ESKİ SAMSAT SOSYAL KÜLTÜREL VE SİYASİ YAŞANTISINDA KAST SİSTEMİ ETKİLİYDİ..!

 

          Dönemin Samsat’ında otorite iki sülalenin etkisi altındaydı. Adıyaman yönünden Samsat’a girdiğimiz cadde Samsat'ı ikiye ayırmıştı Caddenin sağında Hasan Ağalar solunda Yusuf Ağalar diye yerleşilmişti. Bu iki sülale geçmişte temelde akraba oldukları halde her konuda birbirlerine rakip ve düşmanca davranışlar içerisinde bulunmuşlardır. Tarihi süreç içerisinde adam öldürmeye varan tatsızlıklar görülmekle beraber kız alıp vererek akrabalığı pekiştirecek yakın ilişkiler içerisinde de olmuşlardır. Dönemim Samsat’ında halk arasında Kast Sistemi mevcuttu. Ağa-Ağa ile Gevende-Gevende ile Muhacir-Muhacir ile Aşir-Aşir ile gezer evlenir ve eğlenirdi. Samsat halkı orada yaşamlarını sürdürebilmek için dolaylı veya dolaysız olarak Hasan Ağa, yahut Yusuf Ağa taraftarlığı yapmak zorundaydılar. Ekonomik olarak ilçenin ekonomisi tarıma ve toprağa dayanıyordu. Toprak ve tarım ise iki sülalenin mülkiyeti altındaydı. Samsat’ta  çiftçilikle uğraşanlar mutlaka bu iki aileden birinin ırgatlığını veya yarıcılığını yapmak zorundaydılar. Sosyal olarak toplum ağa, gevende, duman, muhacir, aşir diye mutlak sınıflara ayrılmıştı. Sınıflar arasında geçiş oldukça zordu herkes ancak bağlı bulunduğu Soy'a (aileye) kız alıp verirdi.

 

Siyasi olarak ilçenin egemenliği mutlak olarak iki sülalenin fertlerinin elindeydi. Ağa olmayan ailelerin çocukları kesinlikle Parti başkanı, Belediye Başkanı vs olamazlardı. Ancak ilçenin bir muhtarlığı vardı. O noktada barışçıl karakteri, sevecenliği, iyi niyetli kişiliği ile Yusuf Kandemir ömür boyu muhalefet olmaksızın kalmıştır.

 

Zamanın Samsat’ında otel, kahve, lokanta vs gibi yerler yoktu. Bu gibi hizmetleri Samsat'ın yönetiminde söz sahibi olan aile yapardı. Urfa'dan Adıyaman'a Adıyaman'dan Urfa'ya ulaşım Samsat üzerinden gemi ve hayvan gücü ile belirli gün ve saatlerde sağlandığından yerli ve yabancı birçok kişi Samsat'ta misafir olarak konaklamak zorunda kalmıştır. 57 yaşındayım benden önce duyduğuma göre Hacı Şeyh Ağa kapısını herkese sorgusuz sualsiz açarak hizmet vermiştir. Bunların arasında Mareşal Fevzi Çakmak ve İngiliz lordu Coursson'da yer almıştır. Babam vefat edene kadar yerli ve yabancı herkese sorgusuz sualsiz kapısına açarak misafir ağırlamıştır. Araştırmacı-Yazar Vehbi Vakkasoğlu babamın misafiri olarak kalmış olup yazdığı kitabında Hasan Ağa'nın odasından söz etmiştir. Günümüzde misafir ağırlama, konuk etme geleneğini ağabeyim Yusuf Fırat devam ettirmektedir.

▸ Liste alıntısı:
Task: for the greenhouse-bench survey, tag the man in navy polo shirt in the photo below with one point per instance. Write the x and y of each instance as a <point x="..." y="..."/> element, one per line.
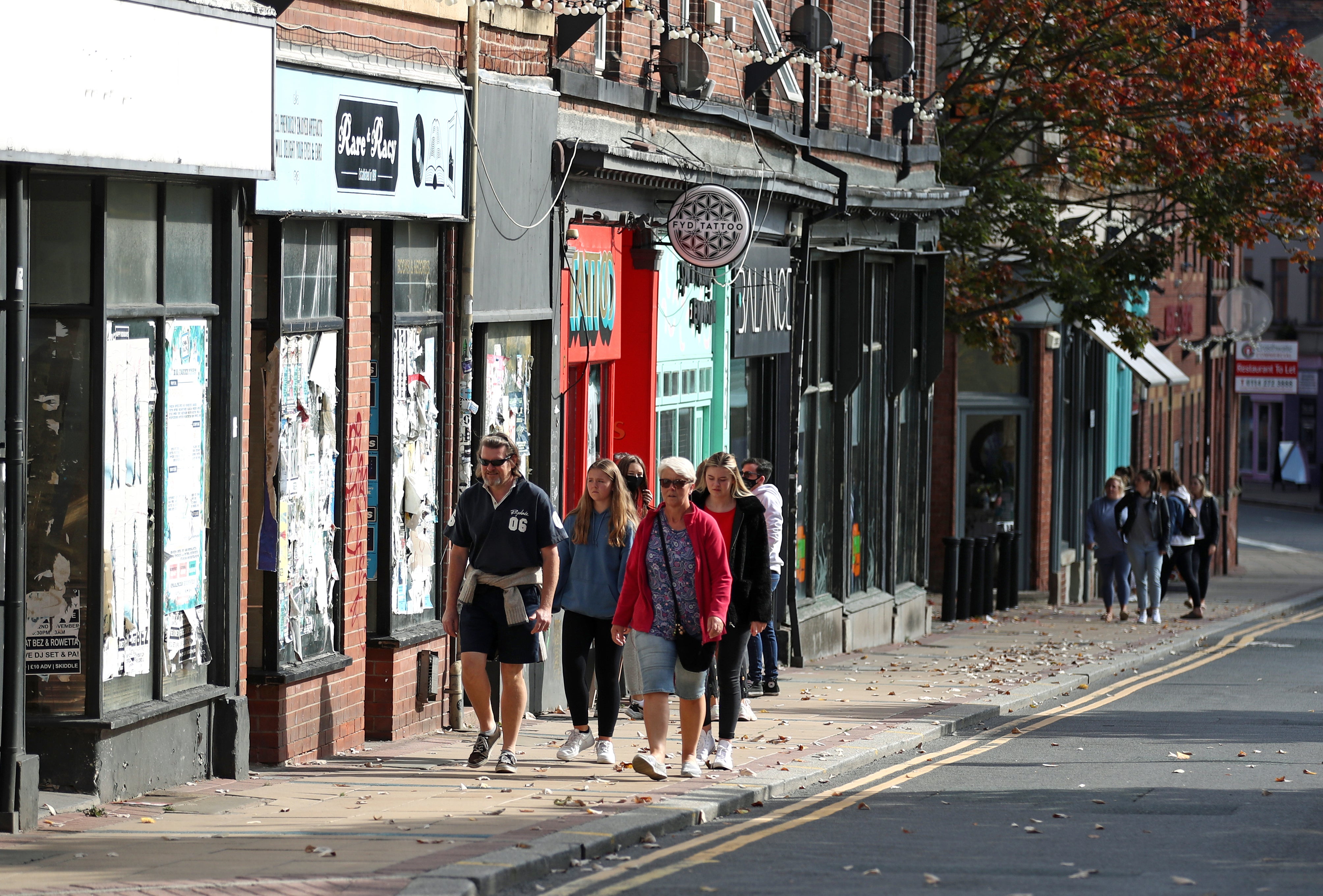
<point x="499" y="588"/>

--

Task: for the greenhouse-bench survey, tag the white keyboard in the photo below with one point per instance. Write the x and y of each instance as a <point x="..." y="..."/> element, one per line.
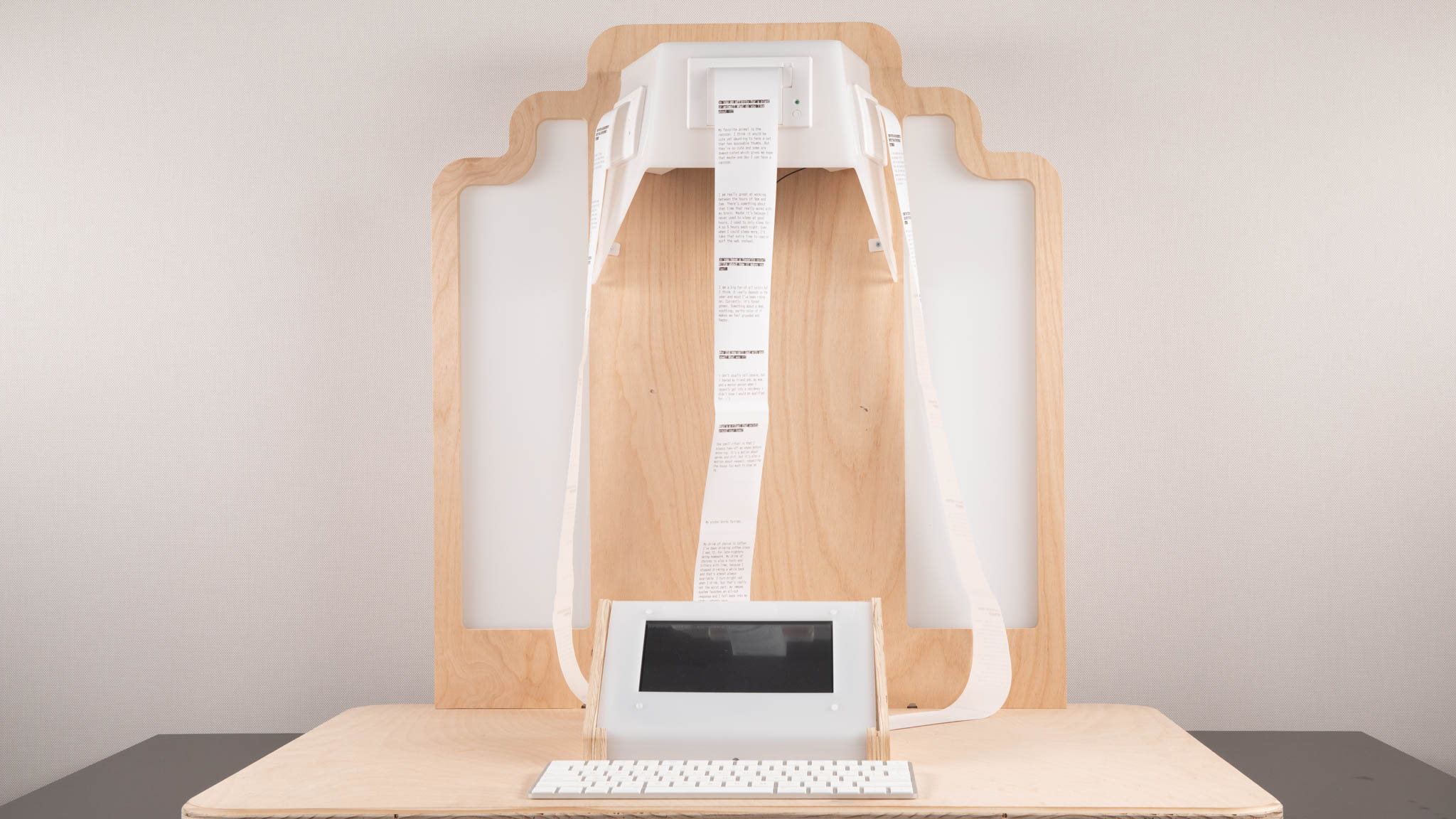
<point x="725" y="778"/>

▸ Görev ayrıntıları: Lütfen eski Samsat'ın toplumsal ve siyasi yaşamını anlatan metni son cümlesinden sonra sürdürün.

▸ Yanıt:
 

Babam Hasan Fırat dini inançlarına bağlı olan kendisinden yardım isteyen herkesin yardımına koşan, gerek ilçe merkezinde gerekse de ilçe dışında insanlar arasında anlaşmazlıkları bilirkişi sıfatıyla çözebilen, zekatını veren dindar bir kişilikti. Yine benzer özellikleri taşıyan Samsat Eşrafından Ömer Aslan' da benzer özellikler sahip olup zekatını veren bir kişilikti, bunu da belirtmek gerekir.

 

M.TÜRKOĞLU: Yeni Samsat hakkında neler söyleyebilirsiniz?

 

B.FIRAT: yeni Samsat'ta yaşamadığımdan İlçe ile ilgili sağlıklı bir değerlendirme yapamıyorum. gözlemleyebildiğim kadarıyla Yeni Samsat ile Eski Samsat arasındaki sosyal-ekonomik ve kültürel gelenek-görenek ile ahlaki değerler açısından miladi bir farkın olduğunu söyleyebilirim. Her ne kadar eleştirdiğimiz Eski Samsat'taki feodal sistem yok olmuş gibi görünse de yerine çağdaş herhangi bir şey kazandırılmamıştır. Samsat'a her gittiğimde sosyal çevrede bıraktığımız sıcaklık, güven, sadakat duygularının olmadığını büyük bir yeislik içerisinde görüp, geçmişi “AHHH… OHHH…” ile hatırlıyorum.

 

M.TÜRKOĞLU: Sayın Hocam. Bizlere zaman ayırdığınız ve sorularımıza içtenlikle cevaplar verdiğiniz için teşekkür ediyoruz. Son olarak eklemek istediğiniz bir şey var mı?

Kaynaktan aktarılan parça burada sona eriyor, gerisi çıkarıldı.